• _Exercise brief_
Pull every line of the entries below word for word, leaving out the pictures.
---------------
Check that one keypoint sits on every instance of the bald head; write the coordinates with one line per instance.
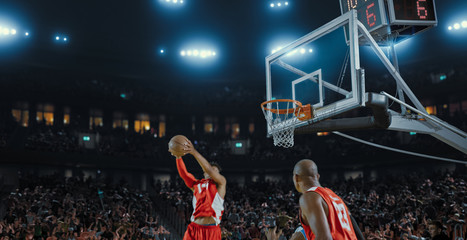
(306, 167)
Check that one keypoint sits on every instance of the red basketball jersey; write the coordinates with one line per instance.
(206, 200)
(338, 216)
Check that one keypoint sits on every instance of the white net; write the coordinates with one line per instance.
(282, 118)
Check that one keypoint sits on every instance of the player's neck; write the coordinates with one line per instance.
(310, 184)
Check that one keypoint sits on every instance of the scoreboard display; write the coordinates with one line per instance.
(403, 18)
(370, 12)
(413, 12)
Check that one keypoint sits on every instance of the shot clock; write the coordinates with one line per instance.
(416, 12)
(399, 18)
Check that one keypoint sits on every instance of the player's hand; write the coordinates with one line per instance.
(272, 234)
(189, 148)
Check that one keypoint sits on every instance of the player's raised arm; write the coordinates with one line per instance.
(187, 177)
(207, 168)
(176, 146)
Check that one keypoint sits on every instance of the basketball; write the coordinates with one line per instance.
(176, 145)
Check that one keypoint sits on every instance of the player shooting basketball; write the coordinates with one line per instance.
---------------
• _Finished task_
Check that one keypoint sits on every instance of the bald head; write the coordinates with one line per instance.
(306, 167)
Check that one keypoint sits on every instance of the red basketball jersey; write the coordinates with one line per instance.
(206, 200)
(338, 216)
Check that one keypoint sits on every instance of the white net; write the coordinates with one line per instance.
(282, 118)
Check that one keypoint sits on every instance of the player's neck; write the coordinates with one line per instance.
(310, 184)
Check that one keypoint sits on every instance of the scoreboard display; write the coordinates with one line per instance.
(403, 18)
(370, 12)
(413, 12)
Check that one keypoint sits on every instance of the shot clock; write the coordinates with one line per instance.
(416, 12)
(399, 18)
Check that one keypoint sits on every instance of the player's hand; write the coordinates with one line per instance.
(272, 234)
(189, 148)
Check that one keypoint sits on every instance of the player's raised arm; write the coordinates with one line per instance.
(187, 177)
(207, 168)
(176, 146)
Check that one keypoint sits on every instance of the basketball; write the coordinates with one line per instance.
(176, 145)
Check that one keypoint sits on every instance of the player shooting basketball; write the coordinates with one line per instance.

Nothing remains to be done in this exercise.